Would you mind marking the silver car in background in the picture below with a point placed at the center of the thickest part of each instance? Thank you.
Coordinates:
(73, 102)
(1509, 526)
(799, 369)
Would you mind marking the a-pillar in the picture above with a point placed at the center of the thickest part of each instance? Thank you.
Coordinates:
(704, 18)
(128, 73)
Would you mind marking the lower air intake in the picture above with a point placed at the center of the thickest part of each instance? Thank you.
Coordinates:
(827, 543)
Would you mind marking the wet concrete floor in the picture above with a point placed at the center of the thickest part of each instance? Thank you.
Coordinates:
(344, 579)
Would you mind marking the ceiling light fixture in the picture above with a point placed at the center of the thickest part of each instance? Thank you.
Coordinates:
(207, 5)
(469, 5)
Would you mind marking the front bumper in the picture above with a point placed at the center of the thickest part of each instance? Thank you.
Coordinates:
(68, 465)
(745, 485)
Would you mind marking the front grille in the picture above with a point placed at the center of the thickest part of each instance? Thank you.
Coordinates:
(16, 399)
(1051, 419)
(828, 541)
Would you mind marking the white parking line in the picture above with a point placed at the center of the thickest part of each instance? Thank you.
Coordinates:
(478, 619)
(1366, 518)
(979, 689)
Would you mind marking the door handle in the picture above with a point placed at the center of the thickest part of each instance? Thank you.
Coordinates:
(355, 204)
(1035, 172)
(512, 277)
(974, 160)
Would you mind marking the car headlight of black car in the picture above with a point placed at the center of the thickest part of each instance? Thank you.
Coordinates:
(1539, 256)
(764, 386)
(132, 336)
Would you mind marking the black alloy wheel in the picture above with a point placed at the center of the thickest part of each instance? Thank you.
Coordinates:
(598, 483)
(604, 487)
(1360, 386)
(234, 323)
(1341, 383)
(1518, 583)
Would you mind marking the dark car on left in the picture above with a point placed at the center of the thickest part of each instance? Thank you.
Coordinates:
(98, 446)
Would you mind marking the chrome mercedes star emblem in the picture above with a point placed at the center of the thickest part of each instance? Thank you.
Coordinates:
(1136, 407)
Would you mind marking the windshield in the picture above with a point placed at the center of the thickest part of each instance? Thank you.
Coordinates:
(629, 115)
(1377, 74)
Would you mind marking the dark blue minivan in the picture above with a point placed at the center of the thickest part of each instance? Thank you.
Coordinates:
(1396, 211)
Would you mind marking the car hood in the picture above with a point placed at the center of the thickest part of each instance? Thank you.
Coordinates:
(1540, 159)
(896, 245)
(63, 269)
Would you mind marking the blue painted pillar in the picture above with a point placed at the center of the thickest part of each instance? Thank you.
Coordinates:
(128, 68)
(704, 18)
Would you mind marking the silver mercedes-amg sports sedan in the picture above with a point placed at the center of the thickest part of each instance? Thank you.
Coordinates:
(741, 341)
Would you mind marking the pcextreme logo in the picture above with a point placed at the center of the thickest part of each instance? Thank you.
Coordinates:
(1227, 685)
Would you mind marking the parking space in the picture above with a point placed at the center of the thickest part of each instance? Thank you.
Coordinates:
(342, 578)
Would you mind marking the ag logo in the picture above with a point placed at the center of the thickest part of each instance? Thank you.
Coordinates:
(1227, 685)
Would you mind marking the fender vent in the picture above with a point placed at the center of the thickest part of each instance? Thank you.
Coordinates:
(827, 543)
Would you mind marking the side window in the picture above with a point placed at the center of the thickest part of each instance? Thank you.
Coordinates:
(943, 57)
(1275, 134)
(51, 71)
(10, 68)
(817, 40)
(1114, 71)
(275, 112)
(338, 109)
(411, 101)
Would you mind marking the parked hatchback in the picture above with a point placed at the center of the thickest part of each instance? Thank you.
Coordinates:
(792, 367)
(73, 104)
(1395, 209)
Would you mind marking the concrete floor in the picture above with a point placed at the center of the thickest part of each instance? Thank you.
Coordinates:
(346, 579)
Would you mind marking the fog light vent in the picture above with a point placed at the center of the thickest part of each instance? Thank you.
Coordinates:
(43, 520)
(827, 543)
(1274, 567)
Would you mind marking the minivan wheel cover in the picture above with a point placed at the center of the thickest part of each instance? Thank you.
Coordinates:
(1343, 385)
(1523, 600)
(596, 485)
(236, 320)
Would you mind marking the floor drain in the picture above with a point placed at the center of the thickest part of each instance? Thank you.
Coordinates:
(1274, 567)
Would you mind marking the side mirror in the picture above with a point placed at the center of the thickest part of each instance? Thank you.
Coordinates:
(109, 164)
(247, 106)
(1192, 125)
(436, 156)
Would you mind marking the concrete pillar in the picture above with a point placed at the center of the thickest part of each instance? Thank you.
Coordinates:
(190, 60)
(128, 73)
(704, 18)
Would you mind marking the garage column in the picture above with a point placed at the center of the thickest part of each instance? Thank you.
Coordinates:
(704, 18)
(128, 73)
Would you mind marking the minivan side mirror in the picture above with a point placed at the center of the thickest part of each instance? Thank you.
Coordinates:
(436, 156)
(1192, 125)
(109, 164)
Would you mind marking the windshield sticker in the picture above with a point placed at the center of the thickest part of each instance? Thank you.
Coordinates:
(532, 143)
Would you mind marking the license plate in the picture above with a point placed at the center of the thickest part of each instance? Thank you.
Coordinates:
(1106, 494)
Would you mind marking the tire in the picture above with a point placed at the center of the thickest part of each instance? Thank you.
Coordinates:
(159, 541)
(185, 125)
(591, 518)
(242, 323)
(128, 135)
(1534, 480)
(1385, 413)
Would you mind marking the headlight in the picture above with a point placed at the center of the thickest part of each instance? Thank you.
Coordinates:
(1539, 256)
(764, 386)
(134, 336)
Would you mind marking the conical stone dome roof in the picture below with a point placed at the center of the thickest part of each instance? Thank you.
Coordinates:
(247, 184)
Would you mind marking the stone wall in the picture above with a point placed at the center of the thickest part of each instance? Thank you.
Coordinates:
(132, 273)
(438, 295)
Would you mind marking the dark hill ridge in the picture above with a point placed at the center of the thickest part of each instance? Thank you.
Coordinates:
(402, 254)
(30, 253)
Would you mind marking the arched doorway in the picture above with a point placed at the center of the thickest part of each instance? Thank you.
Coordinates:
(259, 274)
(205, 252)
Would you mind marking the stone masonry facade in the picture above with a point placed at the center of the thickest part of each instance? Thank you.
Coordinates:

-----

PROBLEM REQUIREMENTS
A precise copy of all the records is needed.

EXERCISE RESULT
Would you mind marking the silver car in background in the picture below with a point placed at the center of the thickest part of each instance? Thank you.
Coordinates:
(73, 102)
(1509, 526)
(799, 369)
Would you mind marking the a-pillar in the picture above with a point placed at the center of the thickest part of each instance? Thank you.
Coordinates:
(704, 18)
(128, 73)
Would you mind marking the lower air intake in the picture above with a point placed at the center of the thickest part of each instance? Thank you.
Coordinates:
(827, 543)
Would you mind marking the wet concrete floor in the picture above with a point placed at the center of the thickest part of each instance? Thank you.
Coordinates:
(344, 579)
Would you mind marking the ceiling light fixture in the picture above with a point placed at the center of the thickest part of each instance? Thank you.
Coordinates:
(207, 5)
(469, 5)
Would you mind marking the front bumper in the picture above with a point placed at the center of the thickest part of each instance? Thank you.
Coordinates:
(68, 465)
(745, 485)
Would you mind marking the front grille in the picture above with a point placed at the center of the thickest part of each instance? Thank you.
Coordinates:
(16, 399)
(1051, 419)
(828, 541)
Would you mind marking the white parking line in the picture above with a point placed at the center of the thickest part of each instance? Thank you.
Coordinates:
(478, 619)
(1366, 518)
(979, 689)
Would you mind marking the door handle in the picture above with a point placed at the center of the thickest part of each instance? Thank you.
Coordinates:
(355, 204)
(1035, 172)
(512, 277)
(974, 160)
Would you mind marking the car headlight of black car in the picture above with a point placed at the center of the thickest part of each instance? Thank you.
Coordinates:
(1539, 256)
(764, 386)
(132, 336)
Would you mind marking the black alloy wheel in the picture above with a point placed at the center of the thickest part of each instance? Thank you.
Coordinates:
(598, 483)
(604, 487)
(1360, 386)
(234, 323)
(1341, 383)
(1518, 583)
Would you mind marking the dark car on left in the picture above with a point placed at the center of the thickest part of each instance? Thank you.
Coordinates:
(98, 446)
Would you mind marking the chrome mercedes star emblem in the picture above with a point placed at the center of the thickest part of each instance? Thank you.
Coordinates:
(1136, 407)
Would you mind marking the windshield in the picture above with a point placed at the center of the thickest part of each instance? Thank you.
Coordinates:
(629, 115)
(1377, 74)
Would you mind marking the dark blue minivan in the picture above with a point placed at the center of the thickest part of each instance? Thank you.
Coordinates:
(1396, 211)
Would you mind marking the car hood in the picture above with a point placed at the center of the thickest part of each instance? Thank you.
Coordinates:
(1540, 159)
(896, 245)
(63, 269)
Would you mind marking the blue painted pillar in the picture above with a point placed at the center of the thickest part of each instance? Thank you.
Coordinates:
(128, 68)
(704, 18)
Would you mind marking the silver mercedes-amg sports sedan in the picture above with a point placed at the center of the thickest part of each instance? Thank you.
Coordinates:
(741, 341)
Would you mind marking the pcextreme logo in the picture above with a point placed at the center of the thickest part of each instance? Thank you.
Coordinates:
(1227, 685)
Would you mind marking the parking space in the picture above with a point placed at the center of the thickest part of each instance? Thank you.
Coordinates:
(342, 578)
Would you mind marking the ag logo in the picture above with a point placed at the center of the thickest part of each instance? Thank you.
Coordinates:
(1227, 685)
Would you mind marking the fender vent in the picture above with a point placed at the center of the thickest part of each instance? Thank you.
Coordinates:
(827, 543)
Would you mind marking the side window in the picture above with a point placed at the center of the thickest part of each instance? Thank you.
Coordinates:
(943, 57)
(1275, 134)
(51, 71)
(10, 68)
(817, 40)
(1114, 71)
(275, 112)
(338, 109)
(411, 101)
Would you mind marking the parked hatchback in the picture above with a point placed at the center of the thickest part of each instance? Thank you.
Coordinates:
(792, 367)
(73, 104)
(1395, 209)
Would you mind marking the concrete floor in the picture above with a point placed at the center of the thickest part of each instance? Thank you.
Coordinates:
(346, 579)
Would you mind marking the fog light vent in the picture above with a point placed at the center of the thickest part of each instance? Thank you.
Coordinates:
(43, 520)
(827, 543)
(1274, 567)
Would you mind marking the minivan wheel cover in the picture above with a point placed at the center of the thickest part of each instance? Thank you.
Coordinates:
(1343, 385)
(1523, 600)
(596, 485)
(236, 320)
Would you mind marking the floor drain in the picture above with a point placed at the center of the thickest part of each instance? Thank you.
Coordinates:
(1274, 567)
Would you mind marking the side mirror in the picture above with a point placed at the center of the thickest part of each instance? Thank you.
Coordinates:
(109, 164)
(247, 106)
(1192, 125)
(436, 156)
Would you mind marking the concrete pillar in the picture above with a point placed at the center of the thickest part of each instance? Thank you.
Coordinates:
(190, 60)
(128, 73)
(704, 18)
Would you mind marking the garage column in the picture above with a point placed at the center of the thickest part of each instance? Thank you.
Coordinates:
(704, 18)
(128, 73)
Would you mind marking the minivan side mirror in the picture above with a point placed at the center of the thickest part of each instance? Thank you.
Coordinates:
(436, 156)
(1192, 125)
(109, 164)
Would you mind marking the windshield sticker in the picture above with a point placed at the center of the thickest part of each instance? Thank you.
Coordinates:
(532, 143)
Would you mind marking the license plate in the picture above with a point placed at the center of the thickest part of each instance? Thank you.
Coordinates:
(1106, 494)
Would you mind marking the tire in the picture above with a point placed at the center of the thickest part of each instance? Thank you.
Coordinates:
(159, 541)
(185, 125)
(591, 518)
(242, 323)
(128, 135)
(1534, 480)
(1385, 413)
Would you mind marking the headlight in the picture above with a point placed at the center of the thickest part of each instance? Thank you.
Coordinates:
(1539, 256)
(764, 386)
(134, 336)
Would you mind marking the conical stone dome roof in the picture below with a point placed at the center of the thickest part of each instance? Thank you.
Coordinates:
(247, 184)
Would you mind marking the stone wall in the picture above with a point placed at the center of the thickest part of each instance? Thank you.
Coordinates:
(132, 273)
(438, 295)
Would you mind marking the dark hill ridge in the picture above with a point placed at the center of the thickest part of each instance? Thank you.
Coordinates:
(402, 254)
(30, 253)
Would you mind marking the arched doorway in the picture above with a point placed at the center of the thickest part of each instance? Thank you.
Coordinates:
(259, 274)
(205, 252)
Would you mind marking the stone masonry facade in the picture above with a point placed at the center of the thickest part of each instance? Thank you.
Coordinates:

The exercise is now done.